> _DIRECTIVE_: Format every line of the material below as a JSON list of strings, one string per line, with blank lines omitted.

[Object detection data]
-- BEGIN --

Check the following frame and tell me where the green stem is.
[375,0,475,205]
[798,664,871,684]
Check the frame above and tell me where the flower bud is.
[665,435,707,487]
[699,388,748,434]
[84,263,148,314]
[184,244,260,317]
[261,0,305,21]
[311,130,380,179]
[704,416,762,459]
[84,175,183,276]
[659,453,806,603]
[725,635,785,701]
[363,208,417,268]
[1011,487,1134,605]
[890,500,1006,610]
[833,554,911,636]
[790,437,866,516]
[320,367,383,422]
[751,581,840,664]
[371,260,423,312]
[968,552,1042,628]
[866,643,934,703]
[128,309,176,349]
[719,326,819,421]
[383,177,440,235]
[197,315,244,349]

-- END --

> _OUTPUT FOR THIS TASK_:
[
  "Check the following frame and tell me where the green stem is.",
  "[375,0,475,205]",
  "[798,664,871,684]",
  "Check the frame above and tell me where the flower bud is.",
  "[665,435,707,487]",
  "[699,388,748,434]",
  "[84,263,148,314]",
  "[184,244,260,317]",
  "[261,0,305,21]",
  "[311,130,380,179]",
  "[704,416,762,459]",
  "[84,175,183,276]",
  "[659,453,806,603]",
  "[725,635,785,701]",
  "[363,208,417,268]",
  "[1011,487,1134,605]",
  "[890,500,1006,610]",
  "[833,554,911,636]",
  "[790,437,866,516]",
  "[320,367,383,422]",
  "[751,581,840,664]",
  "[371,260,423,312]",
  "[968,552,1042,628]",
  "[866,643,934,703]",
  "[128,309,176,349]",
  "[719,326,819,421]",
  "[383,177,440,235]",
  "[197,315,244,349]"
]